Find where "of the cobblestone" occurs in the data below, and retype that line and every later line exactly.

INPUT DATA:
↓↓↓
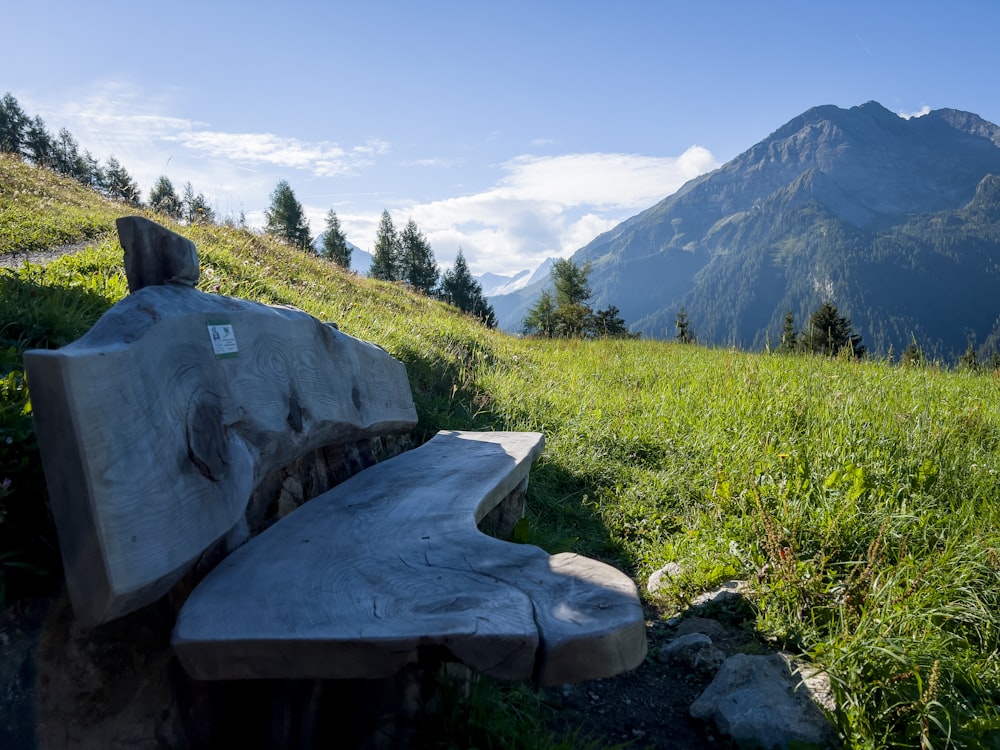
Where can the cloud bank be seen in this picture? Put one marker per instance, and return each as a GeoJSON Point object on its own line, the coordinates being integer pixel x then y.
{"type": "Point", "coordinates": [537, 206]}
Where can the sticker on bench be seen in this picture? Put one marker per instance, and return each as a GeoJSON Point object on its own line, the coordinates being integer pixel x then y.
{"type": "Point", "coordinates": [223, 339]}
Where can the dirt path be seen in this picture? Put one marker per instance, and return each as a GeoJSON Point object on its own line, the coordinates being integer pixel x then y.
{"type": "Point", "coordinates": [40, 257]}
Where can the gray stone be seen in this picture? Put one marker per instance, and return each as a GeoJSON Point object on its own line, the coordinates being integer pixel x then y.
{"type": "Point", "coordinates": [757, 701]}
{"type": "Point", "coordinates": [660, 577]}
{"type": "Point", "coordinates": [695, 651]}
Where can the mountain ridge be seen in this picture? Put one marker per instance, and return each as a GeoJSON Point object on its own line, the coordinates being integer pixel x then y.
{"type": "Point", "coordinates": [799, 216]}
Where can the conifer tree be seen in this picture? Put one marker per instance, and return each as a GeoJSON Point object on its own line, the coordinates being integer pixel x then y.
{"type": "Point", "coordinates": [685, 333]}
{"type": "Point", "coordinates": [164, 199]}
{"type": "Point", "coordinates": [335, 245]}
{"type": "Point", "coordinates": [460, 288]}
{"type": "Point", "coordinates": [542, 319]}
{"type": "Point", "coordinates": [385, 258]}
{"type": "Point", "coordinates": [829, 332]}
{"type": "Point", "coordinates": [194, 208]}
{"type": "Point", "coordinates": [789, 336]}
{"type": "Point", "coordinates": [286, 219]}
{"type": "Point", "coordinates": [417, 265]}
{"type": "Point", "coordinates": [117, 183]}
{"type": "Point", "coordinates": [13, 124]}
{"type": "Point", "coordinates": [38, 144]}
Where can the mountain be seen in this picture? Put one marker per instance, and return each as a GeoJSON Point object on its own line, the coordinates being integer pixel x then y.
{"type": "Point", "coordinates": [361, 260]}
{"type": "Point", "coordinates": [892, 219]}
{"type": "Point", "coordinates": [495, 284]}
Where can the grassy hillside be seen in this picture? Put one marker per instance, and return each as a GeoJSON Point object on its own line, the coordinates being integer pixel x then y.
{"type": "Point", "coordinates": [860, 500]}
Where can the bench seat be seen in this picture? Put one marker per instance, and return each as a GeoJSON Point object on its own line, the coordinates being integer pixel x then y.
{"type": "Point", "coordinates": [166, 431]}
{"type": "Point", "coordinates": [354, 583]}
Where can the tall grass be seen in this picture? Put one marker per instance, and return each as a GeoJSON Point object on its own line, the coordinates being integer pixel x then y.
{"type": "Point", "coordinates": [858, 500]}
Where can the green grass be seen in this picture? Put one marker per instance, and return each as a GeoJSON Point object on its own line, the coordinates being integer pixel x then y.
{"type": "Point", "coordinates": [860, 500]}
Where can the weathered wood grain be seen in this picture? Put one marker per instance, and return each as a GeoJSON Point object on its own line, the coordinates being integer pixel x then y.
{"type": "Point", "coordinates": [153, 433]}
{"type": "Point", "coordinates": [357, 581]}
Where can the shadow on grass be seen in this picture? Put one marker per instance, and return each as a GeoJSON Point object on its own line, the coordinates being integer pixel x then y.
{"type": "Point", "coordinates": [33, 315]}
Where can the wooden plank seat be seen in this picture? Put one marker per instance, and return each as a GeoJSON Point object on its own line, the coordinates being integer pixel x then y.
{"type": "Point", "coordinates": [158, 427]}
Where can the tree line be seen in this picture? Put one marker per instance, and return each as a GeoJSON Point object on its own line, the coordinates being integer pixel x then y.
{"type": "Point", "coordinates": [565, 311]}
{"type": "Point", "coordinates": [404, 256]}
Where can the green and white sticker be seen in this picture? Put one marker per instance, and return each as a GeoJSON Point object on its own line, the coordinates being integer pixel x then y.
{"type": "Point", "coordinates": [223, 339]}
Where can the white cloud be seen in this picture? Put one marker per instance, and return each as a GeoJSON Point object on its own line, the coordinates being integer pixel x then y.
{"type": "Point", "coordinates": [550, 206]}
{"type": "Point", "coordinates": [322, 159]}
{"type": "Point", "coordinates": [919, 113]}
{"type": "Point", "coordinates": [537, 207]}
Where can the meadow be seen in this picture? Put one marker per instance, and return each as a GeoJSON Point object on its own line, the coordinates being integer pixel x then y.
{"type": "Point", "coordinates": [859, 499]}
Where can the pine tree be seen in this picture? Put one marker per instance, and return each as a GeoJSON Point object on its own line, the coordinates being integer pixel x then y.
{"type": "Point", "coordinates": [194, 208]}
{"type": "Point", "coordinates": [541, 319]}
{"type": "Point", "coordinates": [285, 218]}
{"type": "Point", "coordinates": [385, 258]}
{"type": "Point", "coordinates": [417, 265]}
{"type": "Point", "coordinates": [164, 199]}
{"type": "Point", "coordinates": [13, 124]}
{"type": "Point", "coordinates": [789, 336]}
{"type": "Point", "coordinates": [460, 288]}
{"type": "Point", "coordinates": [118, 184]}
{"type": "Point", "coordinates": [685, 333]}
{"type": "Point", "coordinates": [38, 144]}
{"type": "Point", "coordinates": [67, 159]}
{"type": "Point", "coordinates": [335, 245]}
{"type": "Point", "coordinates": [608, 324]}
{"type": "Point", "coordinates": [829, 332]}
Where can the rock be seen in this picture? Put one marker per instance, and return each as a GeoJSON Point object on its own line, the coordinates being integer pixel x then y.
{"type": "Point", "coordinates": [754, 700]}
{"type": "Point", "coordinates": [656, 580]}
{"type": "Point", "coordinates": [727, 592]}
{"type": "Point", "coordinates": [154, 255]}
{"type": "Point", "coordinates": [694, 651]}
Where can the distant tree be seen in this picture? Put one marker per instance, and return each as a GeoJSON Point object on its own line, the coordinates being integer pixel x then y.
{"type": "Point", "coordinates": [417, 265]}
{"type": "Point", "coordinates": [194, 208]}
{"type": "Point", "coordinates": [117, 183]}
{"type": "Point", "coordinates": [13, 124]}
{"type": "Point", "coordinates": [567, 313]}
{"type": "Point", "coordinates": [285, 218]}
{"type": "Point", "coordinates": [385, 258]}
{"type": "Point", "coordinates": [460, 288]}
{"type": "Point", "coordinates": [789, 336]}
{"type": "Point", "coordinates": [573, 292]}
{"type": "Point", "coordinates": [609, 324]}
{"type": "Point", "coordinates": [335, 245]}
{"type": "Point", "coordinates": [912, 356]}
{"type": "Point", "coordinates": [541, 319]}
{"type": "Point", "coordinates": [164, 199]}
{"type": "Point", "coordinates": [38, 144]}
{"type": "Point", "coordinates": [685, 333]}
{"type": "Point", "coordinates": [829, 332]}
{"type": "Point", "coordinates": [67, 159]}
{"type": "Point", "coordinates": [969, 361]}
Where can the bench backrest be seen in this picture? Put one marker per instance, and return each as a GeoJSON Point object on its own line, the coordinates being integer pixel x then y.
{"type": "Point", "coordinates": [156, 426]}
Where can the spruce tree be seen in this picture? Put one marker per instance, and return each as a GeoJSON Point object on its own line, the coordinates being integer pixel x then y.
{"type": "Point", "coordinates": [829, 332]}
{"type": "Point", "coordinates": [38, 144]}
{"type": "Point", "coordinates": [789, 336]}
{"type": "Point", "coordinates": [685, 333]}
{"type": "Point", "coordinates": [13, 124]}
{"type": "Point", "coordinates": [335, 245]}
{"type": "Point", "coordinates": [118, 184]}
{"type": "Point", "coordinates": [542, 319]}
{"type": "Point", "coordinates": [417, 265]}
{"type": "Point", "coordinates": [460, 288]}
{"type": "Point", "coordinates": [164, 199]}
{"type": "Point", "coordinates": [385, 258]}
{"type": "Point", "coordinates": [285, 218]}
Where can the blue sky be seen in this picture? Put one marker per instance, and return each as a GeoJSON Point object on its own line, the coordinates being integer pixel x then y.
{"type": "Point", "coordinates": [514, 130]}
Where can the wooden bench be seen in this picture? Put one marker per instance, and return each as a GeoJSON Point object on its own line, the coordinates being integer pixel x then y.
{"type": "Point", "coordinates": [167, 433]}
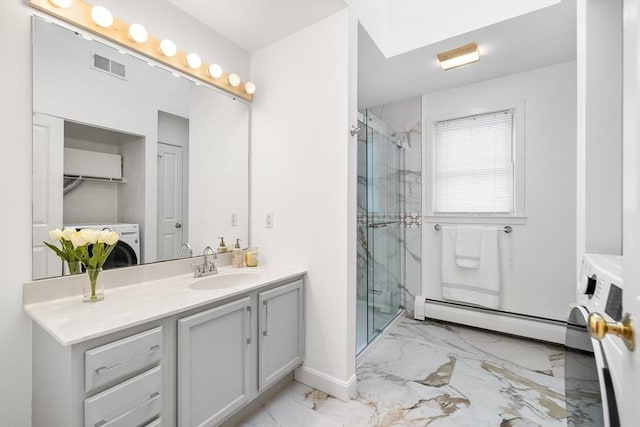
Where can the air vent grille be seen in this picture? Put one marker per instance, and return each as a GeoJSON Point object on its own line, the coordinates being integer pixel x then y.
{"type": "Point", "coordinates": [109, 66]}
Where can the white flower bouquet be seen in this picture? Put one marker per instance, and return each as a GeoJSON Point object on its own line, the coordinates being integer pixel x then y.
{"type": "Point", "coordinates": [67, 252]}
{"type": "Point", "coordinates": [89, 247]}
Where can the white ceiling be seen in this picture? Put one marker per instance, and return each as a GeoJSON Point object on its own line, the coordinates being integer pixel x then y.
{"type": "Point", "coordinates": [537, 39]}
{"type": "Point", "coordinates": [254, 24]}
{"type": "Point", "coordinates": [533, 40]}
{"type": "Point", "coordinates": [400, 26]}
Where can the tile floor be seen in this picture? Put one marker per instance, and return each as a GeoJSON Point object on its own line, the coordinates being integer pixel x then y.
{"type": "Point", "coordinates": [437, 374]}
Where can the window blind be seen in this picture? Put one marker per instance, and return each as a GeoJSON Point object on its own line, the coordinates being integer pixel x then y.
{"type": "Point", "coordinates": [473, 164]}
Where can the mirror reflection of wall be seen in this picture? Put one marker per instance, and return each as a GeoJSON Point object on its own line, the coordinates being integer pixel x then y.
{"type": "Point", "coordinates": [123, 134]}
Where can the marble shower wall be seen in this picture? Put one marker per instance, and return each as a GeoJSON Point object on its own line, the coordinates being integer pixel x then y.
{"type": "Point", "coordinates": [406, 118]}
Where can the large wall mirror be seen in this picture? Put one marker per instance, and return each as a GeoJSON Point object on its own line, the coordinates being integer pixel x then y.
{"type": "Point", "coordinates": [121, 143]}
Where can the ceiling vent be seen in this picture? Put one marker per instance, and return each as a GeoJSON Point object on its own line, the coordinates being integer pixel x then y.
{"type": "Point", "coordinates": [109, 66]}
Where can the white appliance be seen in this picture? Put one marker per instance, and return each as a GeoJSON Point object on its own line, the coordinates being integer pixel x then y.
{"type": "Point", "coordinates": [599, 289]}
{"type": "Point", "coordinates": [127, 250]}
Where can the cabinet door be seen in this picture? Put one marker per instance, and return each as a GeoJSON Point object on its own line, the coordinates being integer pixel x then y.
{"type": "Point", "coordinates": [281, 333]}
{"type": "Point", "coordinates": [213, 363]}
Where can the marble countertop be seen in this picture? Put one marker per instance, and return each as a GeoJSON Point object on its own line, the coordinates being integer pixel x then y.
{"type": "Point", "coordinates": [70, 320]}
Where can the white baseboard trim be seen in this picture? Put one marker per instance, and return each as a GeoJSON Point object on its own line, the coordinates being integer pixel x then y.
{"type": "Point", "coordinates": [508, 323]}
{"type": "Point", "coordinates": [343, 390]}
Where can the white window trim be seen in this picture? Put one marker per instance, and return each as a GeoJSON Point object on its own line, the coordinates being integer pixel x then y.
{"type": "Point", "coordinates": [519, 216]}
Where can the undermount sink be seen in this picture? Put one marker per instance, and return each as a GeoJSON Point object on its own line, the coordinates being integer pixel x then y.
{"type": "Point", "coordinates": [220, 281]}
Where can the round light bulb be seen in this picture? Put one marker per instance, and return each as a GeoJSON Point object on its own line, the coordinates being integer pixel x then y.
{"type": "Point", "coordinates": [193, 60]}
{"type": "Point", "coordinates": [168, 48]}
{"type": "Point", "coordinates": [63, 4]}
{"type": "Point", "coordinates": [101, 16]}
{"type": "Point", "coordinates": [138, 33]}
{"type": "Point", "coordinates": [215, 71]}
{"type": "Point", "coordinates": [250, 88]}
{"type": "Point", "coordinates": [234, 79]}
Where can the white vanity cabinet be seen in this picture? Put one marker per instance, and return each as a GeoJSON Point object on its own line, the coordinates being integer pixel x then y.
{"type": "Point", "coordinates": [222, 365]}
{"type": "Point", "coordinates": [113, 381]}
{"type": "Point", "coordinates": [281, 336]}
{"type": "Point", "coordinates": [191, 364]}
{"type": "Point", "coordinates": [214, 356]}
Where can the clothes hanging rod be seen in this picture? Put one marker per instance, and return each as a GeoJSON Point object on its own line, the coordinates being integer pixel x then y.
{"type": "Point", "coordinates": [96, 178]}
{"type": "Point", "coordinates": [507, 228]}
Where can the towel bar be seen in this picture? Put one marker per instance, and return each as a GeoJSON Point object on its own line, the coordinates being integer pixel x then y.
{"type": "Point", "coordinates": [507, 228]}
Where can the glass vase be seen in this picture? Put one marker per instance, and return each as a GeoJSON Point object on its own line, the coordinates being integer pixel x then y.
{"type": "Point", "coordinates": [93, 287]}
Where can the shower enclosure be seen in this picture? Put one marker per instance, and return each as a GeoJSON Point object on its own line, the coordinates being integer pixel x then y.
{"type": "Point", "coordinates": [380, 231]}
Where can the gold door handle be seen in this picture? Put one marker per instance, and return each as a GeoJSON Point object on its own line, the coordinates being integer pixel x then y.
{"type": "Point", "coordinates": [598, 328]}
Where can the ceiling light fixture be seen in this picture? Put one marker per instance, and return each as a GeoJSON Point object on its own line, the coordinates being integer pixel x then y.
{"type": "Point", "coordinates": [459, 56]}
{"type": "Point", "coordinates": [138, 33]}
{"type": "Point", "coordinates": [234, 79]}
{"type": "Point", "coordinates": [101, 16]}
{"type": "Point", "coordinates": [63, 4]}
{"type": "Point", "coordinates": [193, 60]}
{"type": "Point", "coordinates": [215, 71]}
{"type": "Point", "coordinates": [168, 48]}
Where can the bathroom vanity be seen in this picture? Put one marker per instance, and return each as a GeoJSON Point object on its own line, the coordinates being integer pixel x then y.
{"type": "Point", "coordinates": [175, 350]}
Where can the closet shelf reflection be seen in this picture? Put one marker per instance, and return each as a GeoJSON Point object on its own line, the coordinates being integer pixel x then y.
{"type": "Point", "coordinates": [71, 182]}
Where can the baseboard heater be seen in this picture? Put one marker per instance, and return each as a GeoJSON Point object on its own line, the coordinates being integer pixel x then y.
{"type": "Point", "coordinates": [535, 327]}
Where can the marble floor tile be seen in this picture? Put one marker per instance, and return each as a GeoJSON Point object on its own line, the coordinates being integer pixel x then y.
{"type": "Point", "coordinates": [437, 374]}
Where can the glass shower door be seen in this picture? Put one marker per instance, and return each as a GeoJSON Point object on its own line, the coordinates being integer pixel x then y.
{"type": "Point", "coordinates": [379, 196]}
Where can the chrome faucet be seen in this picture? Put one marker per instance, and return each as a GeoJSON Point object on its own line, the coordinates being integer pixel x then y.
{"type": "Point", "coordinates": [207, 268]}
{"type": "Point", "coordinates": [186, 246]}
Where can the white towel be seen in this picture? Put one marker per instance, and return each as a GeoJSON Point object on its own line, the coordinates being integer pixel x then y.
{"type": "Point", "coordinates": [468, 240]}
{"type": "Point", "coordinates": [480, 286]}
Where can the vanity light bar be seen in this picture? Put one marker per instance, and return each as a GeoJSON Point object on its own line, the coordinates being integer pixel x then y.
{"type": "Point", "coordinates": [80, 14]}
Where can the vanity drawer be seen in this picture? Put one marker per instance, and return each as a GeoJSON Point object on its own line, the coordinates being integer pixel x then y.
{"type": "Point", "coordinates": [155, 423]}
{"type": "Point", "coordinates": [115, 360]}
{"type": "Point", "coordinates": [137, 401]}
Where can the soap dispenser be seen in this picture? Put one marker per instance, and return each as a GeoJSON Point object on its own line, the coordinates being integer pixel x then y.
{"type": "Point", "coordinates": [222, 247]}
{"type": "Point", "coordinates": [237, 255]}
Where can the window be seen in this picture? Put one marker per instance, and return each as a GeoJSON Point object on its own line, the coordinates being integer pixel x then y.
{"type": "Point", "coordinates": [473, 164]}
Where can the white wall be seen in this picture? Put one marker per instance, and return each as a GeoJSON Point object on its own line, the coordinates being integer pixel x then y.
{"type": "Point", "coordinates": [539, 256]}
{"type": "Point", "coordinates": [304, 171]}
{"type": "Point", "coordinates": [15, 254]}
{"type": "Point", "coordinates": [15, 171]}
{"type": "Point", "coordinates": [218, 129]}
{"type": "Point", "coordinates": [599, 44]}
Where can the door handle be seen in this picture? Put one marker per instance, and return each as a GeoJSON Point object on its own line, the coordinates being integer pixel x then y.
{"type": "Point", "coordinates": [598, 328]}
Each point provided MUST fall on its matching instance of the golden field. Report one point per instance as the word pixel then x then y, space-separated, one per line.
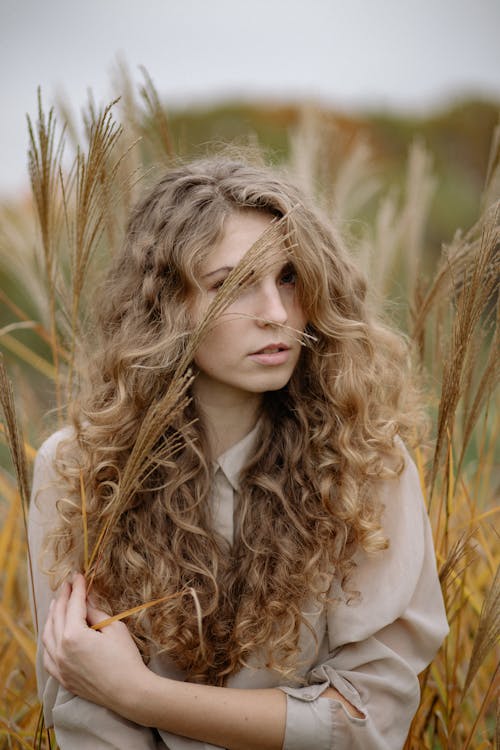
pixel 443 291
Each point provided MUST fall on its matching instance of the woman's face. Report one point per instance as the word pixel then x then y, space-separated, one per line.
pixel 254 345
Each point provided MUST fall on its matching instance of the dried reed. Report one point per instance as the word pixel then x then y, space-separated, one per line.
pixel 452 318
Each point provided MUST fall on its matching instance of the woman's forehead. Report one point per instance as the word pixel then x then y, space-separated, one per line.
pixel 241 231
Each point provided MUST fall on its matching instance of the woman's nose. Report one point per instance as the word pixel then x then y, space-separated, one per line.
pixel 271 308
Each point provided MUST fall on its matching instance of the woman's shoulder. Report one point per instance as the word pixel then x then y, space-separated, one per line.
pixel 48 450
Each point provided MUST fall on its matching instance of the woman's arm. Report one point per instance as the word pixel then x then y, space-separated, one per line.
pixel 105 667
pixel 79 724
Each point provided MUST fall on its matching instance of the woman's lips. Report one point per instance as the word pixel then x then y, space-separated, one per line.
pixel 273 354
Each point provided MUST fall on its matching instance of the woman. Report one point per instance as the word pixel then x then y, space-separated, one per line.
pixel 238 445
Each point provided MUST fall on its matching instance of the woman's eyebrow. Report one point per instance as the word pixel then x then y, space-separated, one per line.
pixel 217 270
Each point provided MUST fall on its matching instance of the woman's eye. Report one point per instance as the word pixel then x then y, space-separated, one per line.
pixel 289 278
pixel 217 285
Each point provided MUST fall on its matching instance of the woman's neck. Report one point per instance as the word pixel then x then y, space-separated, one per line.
pixel 228 417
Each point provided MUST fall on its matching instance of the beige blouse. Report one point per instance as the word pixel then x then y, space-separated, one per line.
pixel 371 650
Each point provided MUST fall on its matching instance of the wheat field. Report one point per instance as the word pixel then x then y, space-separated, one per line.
pixel 53 247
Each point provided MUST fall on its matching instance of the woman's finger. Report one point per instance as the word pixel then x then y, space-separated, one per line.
pixel 95 615
pixel 58 612
pixel 76 612
pixel 51 667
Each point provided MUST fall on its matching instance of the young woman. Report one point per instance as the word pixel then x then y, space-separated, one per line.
pixel 239 445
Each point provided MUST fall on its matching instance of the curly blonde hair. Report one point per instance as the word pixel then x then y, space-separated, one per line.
pixel 307 498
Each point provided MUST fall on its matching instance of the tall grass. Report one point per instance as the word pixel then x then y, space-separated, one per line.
pixel 449 309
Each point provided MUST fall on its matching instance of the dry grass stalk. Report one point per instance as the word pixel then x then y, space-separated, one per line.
pixel 457 689
pixel 488 632
pixel 477 288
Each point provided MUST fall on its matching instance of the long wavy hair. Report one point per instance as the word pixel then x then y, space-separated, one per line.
pixel 308 495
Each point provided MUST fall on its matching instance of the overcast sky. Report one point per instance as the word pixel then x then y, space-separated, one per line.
pixel 396 54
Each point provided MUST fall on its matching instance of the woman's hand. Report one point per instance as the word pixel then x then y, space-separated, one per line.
pixel 96 665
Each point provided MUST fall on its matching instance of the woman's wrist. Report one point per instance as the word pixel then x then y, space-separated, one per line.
pixel 137 701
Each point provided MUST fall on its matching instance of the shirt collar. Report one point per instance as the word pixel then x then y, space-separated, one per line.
pixel 233 460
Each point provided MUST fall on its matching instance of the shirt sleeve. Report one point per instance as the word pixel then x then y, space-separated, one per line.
pixel 376 645
pixel 78 724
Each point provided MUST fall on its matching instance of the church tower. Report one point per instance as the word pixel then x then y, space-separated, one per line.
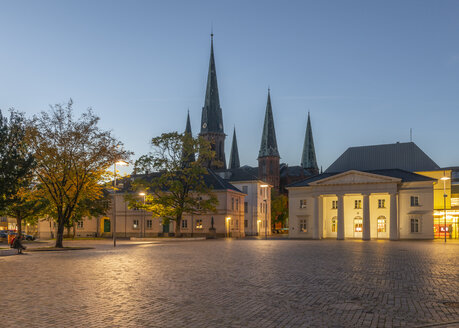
pixel 268 157
pixel 234 156
pixel 212 118
pixel 308 159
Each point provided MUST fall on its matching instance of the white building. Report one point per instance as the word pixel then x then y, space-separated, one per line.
pixel 369 192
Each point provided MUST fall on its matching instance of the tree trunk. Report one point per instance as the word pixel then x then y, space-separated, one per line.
pixel 60 233
pixel 19 225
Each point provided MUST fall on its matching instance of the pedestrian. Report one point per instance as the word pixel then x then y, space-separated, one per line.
pixel 18 245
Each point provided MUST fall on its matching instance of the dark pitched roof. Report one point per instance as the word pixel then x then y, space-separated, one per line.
pixel 308 158
pixel 268 145
pixel 405 176
pixel 405 156
pixel 234 155
pixel 212 118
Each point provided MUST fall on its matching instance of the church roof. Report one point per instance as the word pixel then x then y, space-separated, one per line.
pixel 405 176
pixel 234 156
pixel 308 158
pixel 268 145
pixel 212 118
pixel 405 156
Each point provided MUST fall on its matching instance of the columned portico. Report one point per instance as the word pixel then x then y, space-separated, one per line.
pixel 393 217
pixel 366 235
pixel 340 228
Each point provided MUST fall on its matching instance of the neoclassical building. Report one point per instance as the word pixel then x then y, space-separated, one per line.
pixel 370 192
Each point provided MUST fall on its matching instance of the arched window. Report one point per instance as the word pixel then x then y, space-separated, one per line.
pixel 382 224
pixel 334 220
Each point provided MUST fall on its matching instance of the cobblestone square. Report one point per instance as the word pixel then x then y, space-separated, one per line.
pixel 234 283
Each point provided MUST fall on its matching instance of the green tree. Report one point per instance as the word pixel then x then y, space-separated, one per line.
pixel 16 166
pixel 72 156
pixel 178 184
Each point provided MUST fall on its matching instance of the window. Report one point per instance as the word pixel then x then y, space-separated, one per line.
pixel 334 224
pixel 303 225
pixel 382 224
pixel 415 225
pixel 303 203
pixel 358 224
↑↑↑
TASK OUTPUT:
Each point provided MUST fall on its matching instance of the cobblestone square. Report one point per instance as the word pixel then x then y, space-separated, one per line.
pixel 234 283
Each point provided MUST fall on its matching instance of the green tree. Report one point per instance as the word pixel then x then y, space-separated, one per line.
pixel 16 166
pixel 72 156
pixel 178 184
Each point provided MUST fall on its matching instance of the window. Report one point per instance as the word pixel then x then y, space-separated, one per line.
pixel 334 224
pixel 303 225
pixel 382 224
pixel 415 225
pixel 303 203
pixel 358 224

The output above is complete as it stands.